Exercise: Convert the material below into a JSON list of strings, with one string for each line and any blank lines left out.

[Recorded data]

——

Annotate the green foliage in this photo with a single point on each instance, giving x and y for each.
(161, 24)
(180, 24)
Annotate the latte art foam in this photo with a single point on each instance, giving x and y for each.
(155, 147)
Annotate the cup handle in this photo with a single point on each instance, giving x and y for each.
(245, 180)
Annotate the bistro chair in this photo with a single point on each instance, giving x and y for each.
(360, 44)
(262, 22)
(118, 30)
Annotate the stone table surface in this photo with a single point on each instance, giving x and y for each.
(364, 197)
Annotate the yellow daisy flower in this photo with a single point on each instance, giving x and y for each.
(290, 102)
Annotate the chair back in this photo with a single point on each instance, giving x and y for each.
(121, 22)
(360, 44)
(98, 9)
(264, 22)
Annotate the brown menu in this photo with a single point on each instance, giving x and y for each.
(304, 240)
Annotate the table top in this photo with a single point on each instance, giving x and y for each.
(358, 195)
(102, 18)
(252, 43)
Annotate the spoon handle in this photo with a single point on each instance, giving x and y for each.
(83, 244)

——

Completed exercise:
[
  "Annotate the green foliage in this photo with a single point on each instance, giving x and y for each.",
  "(161, 24)",
  "(180, 24)",
  "Annotate the latte art foam in this photo with a single point on each instance, giving x and y for each.",
  "(155, 147)",
  "Annotate the cup handle in this photo with a single point on each instance, giving x and y for each.",
  "(245, 180)",
  "Annotate the bistro chair in this photo with a single point on each instance, giving x and y for each.",
  "(360, 44)",
  "(262, 22)",
  "(118, 30)",
  "Annotate the stone table surface in this photo with a single point on each instance, giving x and y for each.",
  "(364, 197)",
  "Annotate the yellow daisy flower in this photo with a single point on each instance, giving x and y for each.",
  "(290, 102)",
  "Annotate the chair back in this photo with a single point on each instance, giving x and y for each.",
  "(121, 22)",
  "(360, 44)",
  "(98, 9)",
  "(264, 22)",
  "Annotate the brown menu in this photo with a single point on each instance, giving x and y for each.",
  "(304, 240)",
  "Annotate the table top in this photo with a single point on each instance, giving x and y for each.",
  "(358, 195)",
  "(102, 18)",
  "(252, 43)",
  "Annotate the spoon handle in this photo with a single point on each instance, giving x and y for each.",
  "(83, 244)"
]